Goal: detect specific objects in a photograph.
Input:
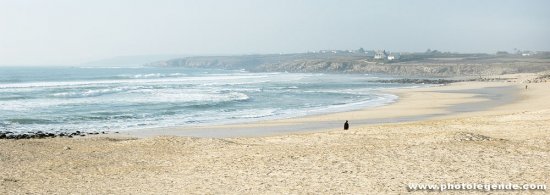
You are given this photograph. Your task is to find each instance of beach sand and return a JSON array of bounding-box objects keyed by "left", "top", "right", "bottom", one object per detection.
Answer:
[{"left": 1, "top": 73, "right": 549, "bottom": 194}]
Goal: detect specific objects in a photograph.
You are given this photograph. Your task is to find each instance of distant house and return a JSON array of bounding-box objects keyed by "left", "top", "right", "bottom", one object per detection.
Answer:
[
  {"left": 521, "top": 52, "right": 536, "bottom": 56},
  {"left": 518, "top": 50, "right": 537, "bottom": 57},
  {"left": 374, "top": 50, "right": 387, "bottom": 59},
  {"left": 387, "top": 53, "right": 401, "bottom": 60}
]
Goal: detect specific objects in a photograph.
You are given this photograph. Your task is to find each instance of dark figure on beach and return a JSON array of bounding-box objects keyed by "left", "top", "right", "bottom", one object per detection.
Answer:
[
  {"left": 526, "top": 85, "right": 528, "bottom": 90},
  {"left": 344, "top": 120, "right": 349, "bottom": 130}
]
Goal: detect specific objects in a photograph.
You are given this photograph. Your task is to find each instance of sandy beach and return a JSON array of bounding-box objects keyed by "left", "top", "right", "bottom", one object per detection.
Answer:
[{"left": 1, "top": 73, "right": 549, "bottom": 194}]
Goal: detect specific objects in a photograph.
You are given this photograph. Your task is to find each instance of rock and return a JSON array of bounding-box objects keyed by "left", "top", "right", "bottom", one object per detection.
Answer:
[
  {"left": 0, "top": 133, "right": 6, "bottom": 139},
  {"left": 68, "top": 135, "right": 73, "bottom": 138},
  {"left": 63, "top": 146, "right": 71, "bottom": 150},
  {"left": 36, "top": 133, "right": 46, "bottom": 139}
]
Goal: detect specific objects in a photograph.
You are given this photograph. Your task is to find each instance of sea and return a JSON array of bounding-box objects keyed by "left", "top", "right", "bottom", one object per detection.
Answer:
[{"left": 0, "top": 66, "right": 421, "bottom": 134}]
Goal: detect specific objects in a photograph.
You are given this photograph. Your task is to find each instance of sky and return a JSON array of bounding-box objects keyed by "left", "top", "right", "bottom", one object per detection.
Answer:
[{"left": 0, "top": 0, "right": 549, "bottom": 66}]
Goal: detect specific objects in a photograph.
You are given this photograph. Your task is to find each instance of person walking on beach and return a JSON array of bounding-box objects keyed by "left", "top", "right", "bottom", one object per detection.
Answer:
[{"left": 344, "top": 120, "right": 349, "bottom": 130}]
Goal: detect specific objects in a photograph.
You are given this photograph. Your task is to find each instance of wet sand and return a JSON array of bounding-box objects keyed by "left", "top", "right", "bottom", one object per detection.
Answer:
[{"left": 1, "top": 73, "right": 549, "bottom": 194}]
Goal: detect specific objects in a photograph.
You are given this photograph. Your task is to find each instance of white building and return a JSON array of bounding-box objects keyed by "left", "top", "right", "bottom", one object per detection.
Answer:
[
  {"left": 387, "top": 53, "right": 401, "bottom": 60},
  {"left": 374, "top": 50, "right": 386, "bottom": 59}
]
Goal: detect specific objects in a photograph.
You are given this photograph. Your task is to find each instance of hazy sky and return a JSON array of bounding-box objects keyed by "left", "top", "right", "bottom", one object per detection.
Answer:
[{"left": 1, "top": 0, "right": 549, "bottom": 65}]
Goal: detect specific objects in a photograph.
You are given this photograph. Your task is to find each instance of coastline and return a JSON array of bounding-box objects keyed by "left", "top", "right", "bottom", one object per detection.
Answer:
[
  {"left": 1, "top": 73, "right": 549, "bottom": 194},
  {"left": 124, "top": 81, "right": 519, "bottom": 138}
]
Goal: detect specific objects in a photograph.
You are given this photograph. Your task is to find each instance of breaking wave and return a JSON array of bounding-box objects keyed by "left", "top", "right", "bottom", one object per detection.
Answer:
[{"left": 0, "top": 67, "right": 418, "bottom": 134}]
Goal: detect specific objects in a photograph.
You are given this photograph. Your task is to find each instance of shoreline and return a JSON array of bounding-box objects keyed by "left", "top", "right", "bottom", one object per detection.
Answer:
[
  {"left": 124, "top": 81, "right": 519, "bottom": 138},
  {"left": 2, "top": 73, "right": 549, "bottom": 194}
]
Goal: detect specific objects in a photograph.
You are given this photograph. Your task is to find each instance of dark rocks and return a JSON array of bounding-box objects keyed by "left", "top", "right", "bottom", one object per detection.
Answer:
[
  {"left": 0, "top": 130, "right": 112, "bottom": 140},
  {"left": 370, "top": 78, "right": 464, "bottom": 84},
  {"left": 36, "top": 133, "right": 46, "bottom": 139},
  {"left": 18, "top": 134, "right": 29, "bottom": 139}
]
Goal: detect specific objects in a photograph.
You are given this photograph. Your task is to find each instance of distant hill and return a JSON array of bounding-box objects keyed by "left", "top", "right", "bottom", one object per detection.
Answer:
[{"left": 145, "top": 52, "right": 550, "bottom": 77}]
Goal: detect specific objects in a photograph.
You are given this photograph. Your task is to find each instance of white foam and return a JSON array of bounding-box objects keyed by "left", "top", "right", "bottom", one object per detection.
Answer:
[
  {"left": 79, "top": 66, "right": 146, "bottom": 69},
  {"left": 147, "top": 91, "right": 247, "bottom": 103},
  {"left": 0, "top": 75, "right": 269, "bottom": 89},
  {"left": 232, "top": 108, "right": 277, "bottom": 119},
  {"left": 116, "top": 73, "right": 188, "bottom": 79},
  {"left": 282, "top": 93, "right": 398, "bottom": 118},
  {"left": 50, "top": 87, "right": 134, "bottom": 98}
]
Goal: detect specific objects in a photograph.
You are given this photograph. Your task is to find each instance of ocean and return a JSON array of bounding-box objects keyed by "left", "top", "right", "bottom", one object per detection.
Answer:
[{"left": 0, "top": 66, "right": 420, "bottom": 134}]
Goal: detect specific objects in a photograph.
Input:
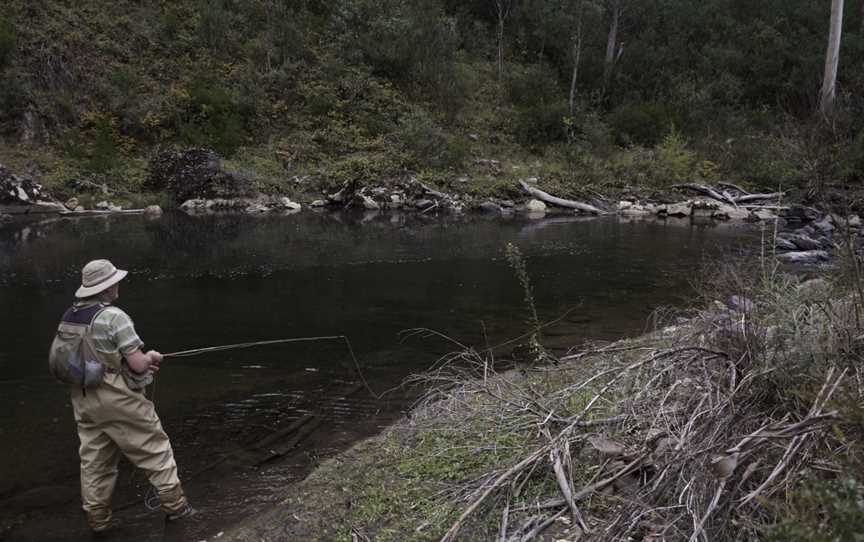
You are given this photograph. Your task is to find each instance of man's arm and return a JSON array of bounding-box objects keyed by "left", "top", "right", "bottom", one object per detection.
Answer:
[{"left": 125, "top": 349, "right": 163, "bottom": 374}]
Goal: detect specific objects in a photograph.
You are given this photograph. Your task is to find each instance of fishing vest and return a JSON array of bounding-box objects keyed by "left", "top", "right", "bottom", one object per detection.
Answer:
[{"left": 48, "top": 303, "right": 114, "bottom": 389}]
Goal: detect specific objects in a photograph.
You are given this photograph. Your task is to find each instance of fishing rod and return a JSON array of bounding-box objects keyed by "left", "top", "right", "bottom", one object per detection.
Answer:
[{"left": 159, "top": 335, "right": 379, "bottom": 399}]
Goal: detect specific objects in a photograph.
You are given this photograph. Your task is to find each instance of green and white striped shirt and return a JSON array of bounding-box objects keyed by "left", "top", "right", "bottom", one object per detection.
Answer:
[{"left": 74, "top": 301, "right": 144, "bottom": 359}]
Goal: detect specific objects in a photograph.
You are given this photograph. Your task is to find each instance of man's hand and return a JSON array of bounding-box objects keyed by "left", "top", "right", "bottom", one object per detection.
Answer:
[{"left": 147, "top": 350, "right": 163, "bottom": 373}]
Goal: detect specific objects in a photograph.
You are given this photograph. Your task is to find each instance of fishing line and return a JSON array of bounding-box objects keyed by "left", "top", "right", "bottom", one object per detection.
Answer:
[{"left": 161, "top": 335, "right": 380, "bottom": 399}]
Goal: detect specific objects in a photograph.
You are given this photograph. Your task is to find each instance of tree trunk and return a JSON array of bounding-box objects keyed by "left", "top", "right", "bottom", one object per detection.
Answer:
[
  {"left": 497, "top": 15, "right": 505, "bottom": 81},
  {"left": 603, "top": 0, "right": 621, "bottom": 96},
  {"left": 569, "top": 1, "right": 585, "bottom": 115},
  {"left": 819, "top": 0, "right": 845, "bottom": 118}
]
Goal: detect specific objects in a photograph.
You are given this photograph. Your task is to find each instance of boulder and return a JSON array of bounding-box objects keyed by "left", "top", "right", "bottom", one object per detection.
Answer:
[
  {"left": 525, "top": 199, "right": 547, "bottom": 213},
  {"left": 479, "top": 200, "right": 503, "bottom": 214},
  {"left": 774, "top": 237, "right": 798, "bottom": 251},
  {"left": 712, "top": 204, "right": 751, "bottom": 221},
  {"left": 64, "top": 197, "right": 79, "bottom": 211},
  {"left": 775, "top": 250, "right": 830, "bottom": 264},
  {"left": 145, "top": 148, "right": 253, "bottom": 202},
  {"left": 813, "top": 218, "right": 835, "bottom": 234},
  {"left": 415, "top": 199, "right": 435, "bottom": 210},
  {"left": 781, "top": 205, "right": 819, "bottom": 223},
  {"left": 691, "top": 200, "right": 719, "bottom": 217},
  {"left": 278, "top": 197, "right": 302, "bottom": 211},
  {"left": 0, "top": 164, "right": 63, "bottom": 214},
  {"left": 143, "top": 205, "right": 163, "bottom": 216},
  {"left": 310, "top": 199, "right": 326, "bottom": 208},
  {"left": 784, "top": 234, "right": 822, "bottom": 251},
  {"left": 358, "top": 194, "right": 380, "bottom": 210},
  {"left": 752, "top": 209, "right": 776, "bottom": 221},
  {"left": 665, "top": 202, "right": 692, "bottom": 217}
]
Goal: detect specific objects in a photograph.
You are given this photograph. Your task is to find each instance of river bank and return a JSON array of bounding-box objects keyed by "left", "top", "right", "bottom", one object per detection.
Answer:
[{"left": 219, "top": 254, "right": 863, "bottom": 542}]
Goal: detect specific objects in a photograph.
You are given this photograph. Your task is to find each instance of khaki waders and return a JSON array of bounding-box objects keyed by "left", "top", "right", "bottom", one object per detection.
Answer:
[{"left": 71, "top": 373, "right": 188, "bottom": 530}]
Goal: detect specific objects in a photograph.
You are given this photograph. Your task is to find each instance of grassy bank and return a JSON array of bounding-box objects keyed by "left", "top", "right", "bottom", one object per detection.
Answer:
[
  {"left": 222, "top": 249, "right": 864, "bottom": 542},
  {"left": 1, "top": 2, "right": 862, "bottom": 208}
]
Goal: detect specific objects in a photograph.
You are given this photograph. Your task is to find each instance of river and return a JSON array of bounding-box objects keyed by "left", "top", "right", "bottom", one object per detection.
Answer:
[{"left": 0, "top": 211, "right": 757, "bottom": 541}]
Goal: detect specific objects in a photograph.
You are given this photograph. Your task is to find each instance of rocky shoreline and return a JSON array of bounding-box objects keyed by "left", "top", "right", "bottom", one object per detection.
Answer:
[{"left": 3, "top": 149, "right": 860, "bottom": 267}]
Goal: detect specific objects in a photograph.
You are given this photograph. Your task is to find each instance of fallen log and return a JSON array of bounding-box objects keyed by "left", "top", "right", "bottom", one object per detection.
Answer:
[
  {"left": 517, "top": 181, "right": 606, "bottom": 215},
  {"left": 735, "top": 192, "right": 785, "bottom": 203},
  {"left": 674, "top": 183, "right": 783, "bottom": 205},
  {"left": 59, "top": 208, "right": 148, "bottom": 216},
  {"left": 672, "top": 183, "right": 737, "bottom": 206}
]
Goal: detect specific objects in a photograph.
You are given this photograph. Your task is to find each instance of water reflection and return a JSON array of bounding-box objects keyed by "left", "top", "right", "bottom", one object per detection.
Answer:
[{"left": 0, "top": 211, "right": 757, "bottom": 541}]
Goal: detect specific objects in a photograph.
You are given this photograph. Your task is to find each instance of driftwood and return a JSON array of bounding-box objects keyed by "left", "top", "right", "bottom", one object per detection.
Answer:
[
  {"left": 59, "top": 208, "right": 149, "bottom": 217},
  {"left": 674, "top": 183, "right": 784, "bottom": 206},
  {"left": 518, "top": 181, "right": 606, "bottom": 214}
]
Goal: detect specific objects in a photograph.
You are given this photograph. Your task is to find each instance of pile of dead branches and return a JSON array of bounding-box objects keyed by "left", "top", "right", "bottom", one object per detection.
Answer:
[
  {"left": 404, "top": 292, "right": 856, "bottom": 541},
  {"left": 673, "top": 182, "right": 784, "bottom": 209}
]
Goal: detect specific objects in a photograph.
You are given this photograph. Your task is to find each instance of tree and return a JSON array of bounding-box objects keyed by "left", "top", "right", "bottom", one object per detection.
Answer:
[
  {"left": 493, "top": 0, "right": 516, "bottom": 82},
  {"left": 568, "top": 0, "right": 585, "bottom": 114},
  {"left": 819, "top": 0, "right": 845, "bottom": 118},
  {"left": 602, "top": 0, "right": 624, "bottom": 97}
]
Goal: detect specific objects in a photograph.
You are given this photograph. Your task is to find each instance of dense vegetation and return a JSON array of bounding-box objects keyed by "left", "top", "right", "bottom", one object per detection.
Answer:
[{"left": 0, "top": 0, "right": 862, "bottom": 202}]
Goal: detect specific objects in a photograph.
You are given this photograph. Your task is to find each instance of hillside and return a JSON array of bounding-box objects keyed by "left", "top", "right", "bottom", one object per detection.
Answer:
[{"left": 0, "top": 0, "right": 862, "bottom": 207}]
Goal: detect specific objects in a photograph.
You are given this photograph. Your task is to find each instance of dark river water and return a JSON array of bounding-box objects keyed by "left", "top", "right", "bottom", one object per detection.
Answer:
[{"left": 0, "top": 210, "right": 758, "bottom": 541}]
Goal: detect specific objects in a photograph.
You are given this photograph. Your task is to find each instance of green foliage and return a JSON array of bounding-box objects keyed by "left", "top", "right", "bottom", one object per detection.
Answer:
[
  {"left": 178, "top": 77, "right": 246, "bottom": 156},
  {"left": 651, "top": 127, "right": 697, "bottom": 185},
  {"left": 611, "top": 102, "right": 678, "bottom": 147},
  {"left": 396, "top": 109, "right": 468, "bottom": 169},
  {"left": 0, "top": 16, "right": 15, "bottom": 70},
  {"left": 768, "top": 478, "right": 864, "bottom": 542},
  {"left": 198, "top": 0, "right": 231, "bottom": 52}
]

◆ Required action ◆
Looking at the material, work out the number of lines holding "water", and write that number alone.

◆ Exercise result ◆
2